▸ Task details: Reproduce the items from the start through the line holding "<point>475,345</point>", inclusive, switching each "Query" to "Prompt" and leaving everything else unchanged.

▸ Listing:

□ □ □ □ □

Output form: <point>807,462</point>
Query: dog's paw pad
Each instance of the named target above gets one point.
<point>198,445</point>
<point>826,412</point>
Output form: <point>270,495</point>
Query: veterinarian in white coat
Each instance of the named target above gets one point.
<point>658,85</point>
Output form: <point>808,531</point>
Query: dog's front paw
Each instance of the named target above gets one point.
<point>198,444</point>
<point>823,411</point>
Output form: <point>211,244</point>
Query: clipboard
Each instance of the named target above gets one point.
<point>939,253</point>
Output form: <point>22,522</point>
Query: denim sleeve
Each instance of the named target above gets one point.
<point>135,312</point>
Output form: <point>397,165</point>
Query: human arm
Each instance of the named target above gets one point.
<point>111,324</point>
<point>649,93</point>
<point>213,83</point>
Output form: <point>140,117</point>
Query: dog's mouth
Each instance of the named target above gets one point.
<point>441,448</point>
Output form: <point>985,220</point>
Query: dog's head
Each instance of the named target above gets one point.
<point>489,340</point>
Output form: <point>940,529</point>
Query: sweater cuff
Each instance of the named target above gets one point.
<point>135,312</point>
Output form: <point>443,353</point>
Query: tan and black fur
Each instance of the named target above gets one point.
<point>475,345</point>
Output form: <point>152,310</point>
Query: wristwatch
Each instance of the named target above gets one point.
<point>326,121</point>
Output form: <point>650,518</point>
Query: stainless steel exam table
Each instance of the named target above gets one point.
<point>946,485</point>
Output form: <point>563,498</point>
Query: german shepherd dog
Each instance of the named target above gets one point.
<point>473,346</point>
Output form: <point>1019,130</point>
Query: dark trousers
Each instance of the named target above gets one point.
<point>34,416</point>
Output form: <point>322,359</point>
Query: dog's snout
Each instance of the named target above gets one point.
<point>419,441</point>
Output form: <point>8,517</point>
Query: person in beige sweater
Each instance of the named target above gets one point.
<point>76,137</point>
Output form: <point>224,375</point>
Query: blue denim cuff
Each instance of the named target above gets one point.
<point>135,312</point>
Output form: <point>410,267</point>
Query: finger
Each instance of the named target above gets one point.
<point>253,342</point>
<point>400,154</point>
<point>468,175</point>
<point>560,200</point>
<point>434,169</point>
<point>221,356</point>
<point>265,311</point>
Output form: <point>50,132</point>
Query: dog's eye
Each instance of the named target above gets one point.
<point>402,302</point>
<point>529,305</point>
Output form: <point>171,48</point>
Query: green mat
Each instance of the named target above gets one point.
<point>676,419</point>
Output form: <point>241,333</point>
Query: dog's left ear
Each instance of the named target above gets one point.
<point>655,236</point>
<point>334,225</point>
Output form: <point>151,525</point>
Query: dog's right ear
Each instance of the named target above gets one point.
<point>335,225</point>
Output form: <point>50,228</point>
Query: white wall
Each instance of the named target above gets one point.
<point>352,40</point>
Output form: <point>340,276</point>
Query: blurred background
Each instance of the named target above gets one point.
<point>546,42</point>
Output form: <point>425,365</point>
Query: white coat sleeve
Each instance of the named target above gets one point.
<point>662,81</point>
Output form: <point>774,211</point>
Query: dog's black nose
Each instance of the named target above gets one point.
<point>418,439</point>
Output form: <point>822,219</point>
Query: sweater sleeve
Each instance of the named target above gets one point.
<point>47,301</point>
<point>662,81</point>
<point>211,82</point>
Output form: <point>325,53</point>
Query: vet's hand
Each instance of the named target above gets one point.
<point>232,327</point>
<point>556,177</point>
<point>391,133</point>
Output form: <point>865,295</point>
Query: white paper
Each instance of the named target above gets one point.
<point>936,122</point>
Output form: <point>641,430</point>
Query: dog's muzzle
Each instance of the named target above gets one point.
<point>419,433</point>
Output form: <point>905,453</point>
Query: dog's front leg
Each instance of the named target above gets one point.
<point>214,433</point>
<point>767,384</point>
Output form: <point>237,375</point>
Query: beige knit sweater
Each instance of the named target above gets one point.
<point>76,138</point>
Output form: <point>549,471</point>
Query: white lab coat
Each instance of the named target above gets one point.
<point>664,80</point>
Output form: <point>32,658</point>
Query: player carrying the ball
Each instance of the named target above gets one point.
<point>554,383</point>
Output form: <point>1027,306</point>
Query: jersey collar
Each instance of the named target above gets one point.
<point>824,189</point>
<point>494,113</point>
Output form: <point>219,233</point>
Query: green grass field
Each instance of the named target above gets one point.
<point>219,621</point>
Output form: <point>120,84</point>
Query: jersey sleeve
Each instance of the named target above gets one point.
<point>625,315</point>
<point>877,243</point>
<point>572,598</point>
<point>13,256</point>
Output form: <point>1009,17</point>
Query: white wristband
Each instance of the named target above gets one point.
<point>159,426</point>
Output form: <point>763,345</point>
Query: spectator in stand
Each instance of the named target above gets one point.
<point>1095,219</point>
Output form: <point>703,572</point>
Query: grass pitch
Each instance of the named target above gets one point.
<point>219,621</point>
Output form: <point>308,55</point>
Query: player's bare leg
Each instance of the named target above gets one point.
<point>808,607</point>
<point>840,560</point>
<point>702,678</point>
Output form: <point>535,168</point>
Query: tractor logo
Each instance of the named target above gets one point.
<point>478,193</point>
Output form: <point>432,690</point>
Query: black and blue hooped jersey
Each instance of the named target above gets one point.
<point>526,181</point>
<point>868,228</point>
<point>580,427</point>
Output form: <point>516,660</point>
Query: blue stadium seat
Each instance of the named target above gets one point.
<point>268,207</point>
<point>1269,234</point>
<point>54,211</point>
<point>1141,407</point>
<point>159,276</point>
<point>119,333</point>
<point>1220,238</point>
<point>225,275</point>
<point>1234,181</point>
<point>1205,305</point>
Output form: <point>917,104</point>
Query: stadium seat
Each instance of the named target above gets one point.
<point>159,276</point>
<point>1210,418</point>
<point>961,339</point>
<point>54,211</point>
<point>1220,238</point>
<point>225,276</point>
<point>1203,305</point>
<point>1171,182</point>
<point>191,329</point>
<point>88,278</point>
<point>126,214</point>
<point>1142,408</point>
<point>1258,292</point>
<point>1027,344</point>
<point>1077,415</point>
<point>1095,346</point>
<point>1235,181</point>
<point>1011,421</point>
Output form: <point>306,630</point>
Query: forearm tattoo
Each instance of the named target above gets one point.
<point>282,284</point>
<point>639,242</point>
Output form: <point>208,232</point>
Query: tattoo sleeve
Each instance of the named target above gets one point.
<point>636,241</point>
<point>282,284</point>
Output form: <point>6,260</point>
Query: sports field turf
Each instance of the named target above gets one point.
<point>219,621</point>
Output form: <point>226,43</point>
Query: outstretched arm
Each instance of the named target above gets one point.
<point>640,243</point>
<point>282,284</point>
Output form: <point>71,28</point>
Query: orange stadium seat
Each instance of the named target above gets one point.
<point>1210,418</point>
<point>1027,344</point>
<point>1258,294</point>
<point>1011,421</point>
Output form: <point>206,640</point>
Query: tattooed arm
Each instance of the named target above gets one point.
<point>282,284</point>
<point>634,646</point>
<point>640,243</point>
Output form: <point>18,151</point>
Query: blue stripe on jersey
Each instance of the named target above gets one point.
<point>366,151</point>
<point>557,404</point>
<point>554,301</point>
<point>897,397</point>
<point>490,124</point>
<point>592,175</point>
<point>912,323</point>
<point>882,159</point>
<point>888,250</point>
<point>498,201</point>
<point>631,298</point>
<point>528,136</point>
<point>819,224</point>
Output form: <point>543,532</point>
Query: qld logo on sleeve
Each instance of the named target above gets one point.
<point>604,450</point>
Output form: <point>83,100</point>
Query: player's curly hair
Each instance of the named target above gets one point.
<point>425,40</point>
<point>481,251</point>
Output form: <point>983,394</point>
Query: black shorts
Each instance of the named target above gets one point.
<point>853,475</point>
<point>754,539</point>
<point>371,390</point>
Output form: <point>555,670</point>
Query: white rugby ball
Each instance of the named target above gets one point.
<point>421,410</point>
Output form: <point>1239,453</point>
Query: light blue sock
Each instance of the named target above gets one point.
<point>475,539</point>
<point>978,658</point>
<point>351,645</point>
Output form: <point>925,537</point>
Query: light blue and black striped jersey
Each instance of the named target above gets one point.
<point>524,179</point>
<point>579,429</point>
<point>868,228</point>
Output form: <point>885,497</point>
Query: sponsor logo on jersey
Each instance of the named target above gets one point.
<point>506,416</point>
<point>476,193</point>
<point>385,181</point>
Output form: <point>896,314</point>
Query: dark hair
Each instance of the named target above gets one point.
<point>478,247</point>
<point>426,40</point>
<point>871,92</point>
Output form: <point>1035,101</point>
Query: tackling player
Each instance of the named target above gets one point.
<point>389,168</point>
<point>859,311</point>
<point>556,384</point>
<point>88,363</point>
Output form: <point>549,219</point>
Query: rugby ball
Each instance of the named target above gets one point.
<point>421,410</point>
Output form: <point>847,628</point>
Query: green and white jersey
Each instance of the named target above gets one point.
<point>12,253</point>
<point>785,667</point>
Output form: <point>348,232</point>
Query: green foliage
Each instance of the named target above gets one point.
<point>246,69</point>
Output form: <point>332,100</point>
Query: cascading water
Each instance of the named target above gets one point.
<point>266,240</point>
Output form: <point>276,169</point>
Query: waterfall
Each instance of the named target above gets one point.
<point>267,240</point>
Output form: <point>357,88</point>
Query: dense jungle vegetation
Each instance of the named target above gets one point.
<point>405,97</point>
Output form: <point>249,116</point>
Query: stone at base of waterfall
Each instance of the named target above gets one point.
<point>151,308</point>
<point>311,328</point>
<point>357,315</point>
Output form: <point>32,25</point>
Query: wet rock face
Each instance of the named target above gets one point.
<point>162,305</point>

□ □ □ □ □

▸ The output:
Output form: <point>807,462</point>
Prompt: dog's paw pad
Each instance of the named target above gets one point.
<point>198,445</point>
<point>826,412</point>
Output form: <point>270,495</point>
Prompt: veterinarian in white coat
Each instance of the named target above gets one point.
<point>658,85</point>
Output form: <point>808,531</point>
Prompt: dog's front paw
Each instance of the named target above gets one point.
<point>198,444</point>
<point>823,411</point>
Output form: <point>211,244</point>
Prompt: clipboard
Each instance of the named target above gets one point.
<point>939,253</point>
Output form: <point>22,522</point>
Prompt: denim sleeve
Each instance of the named target above gets one point.
<point>135,312</point>
Output form: <point>397,165</point>
Prompt: human arm
Each instance of the named target above gets one point.
<point>111,324</point>
<point>649,93</point>
<point>213,83</point>
Output form: <point>140,117</point>
Prompt: dog's mouth
Each instance of the named target above gets one point.
<point>441,448</point>
Output form: <point>985,220</point>
Prompt: dog's head
Each instance of the named target above gets one point.
<point>489,340</point>
Output form: <point>940,529</point>
Prompt: sweater cuff
Each instance of the named target above gets one point.
<point>135,312</point>
Output form: <point>443,353</point>
Prompt: tan and black fur
Each instance of the named target above gets one point.
<point>475,345</point>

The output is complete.